## Text
• • • •

Thomas Gleixner March 15, 2024, 11:51 p.m. UTC | #14
On Thu, Mar 14 2024 at 17:29, Borislav Petkov wrote:
> On Thu, Mar 14, 2024 at 09:19:15AM -0700, Dave Hansen wrote:
>> Are you envisioning an *XSAVE* state component that's not described by
>> CPUID?
>
> I want to be prepared. You can imagine some of the short cuts and
> corners cutting hw guys would do so I'd want to be prepared there and
> not tie this to CPUID.

Anything which is not enumerated in CPUID does not exist in
XSTATE. Period and end of story.

Stop paving the way for hardware people to have an excuse for being
stupid.

Aside of that XSTATE is a dead end as we all know.

Thanks,

        tglx
  
Borislav Petkov March 16, 2024, 10:29 a.m. UTC | #15
On Sat, Mar 16, 2024 at 12:51:28AM +0100, Thomas Gleixner wrote:
> Anything which is not enumerated in CPUID does not exist in
> XSTATE. Period and end of story.

But why not have a simple buffer definition which doesn't need CPUID?

Also, doing the CPUID thing would need extending the gdb remote protocol
as explained here:

https://lore.kernel.org/r/971d21b7-0309-439e-91b6-234f84da959d@FreeBSD.org

The simple buffer layout won't.

So regardless of where hw is going, I think a simple buffer definition
is always better.

Thx.
  
Balasubrmanian, Vignesh March 26, 2024, 9:59 a.m. UTC | #16
On 3/14/2024 10:09 PM, Dave Hansen wrote:
> Caution: This message originated from an External Source. Use proper caution when opening attachments, clicking links, or responding.

• • • •

## Recorded data
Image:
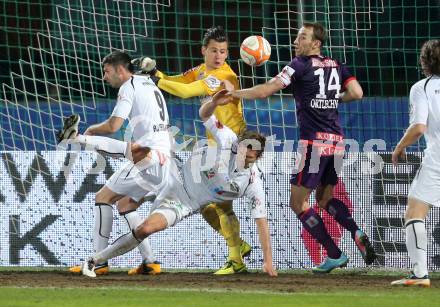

• • • •

## What is needed
Pick up the mailing-list thread on XSTATE and CPUID after its last line and carry it forward. The material plays no part here.

## Exercise output
>
>
> On 3/14/24 09:29, Borislav Petkov wrote:
>>> That argument breaks down a bit on the flags though:
>>>
>>>       xc.xfeat_flags = xstate_flags[i];
>>>
>>> Because it comes _directly_ from CPUID with zero filtering:
>>>
>>>       cpuid_count(XSTATE_CPUID, i, &eax, &ebx, &ecx, &edx);
>>>       ...
>>>       xstate_flags[i] = ecx;
>>>
>>> So this layout is quite dependent on what's in x86's CPUID.
>> Yeah, no, this should not be copying CPUID flags - those flags should be
>> *translated* to independently defined flags which describe those
>> buffers.
> Ditto for:
>
>          xc.xfeat_type = i;
>
> Right now, that's bound to CPUID and XSAVE.  "feat_type==10" can only
> ever be PKRU and that's derived from the XSAVE architecture.
>
> If you want this to be extensible to things outside of the XSAVE
> architecture, it needs to be something actually extensible and not
> entangled with XSAVE.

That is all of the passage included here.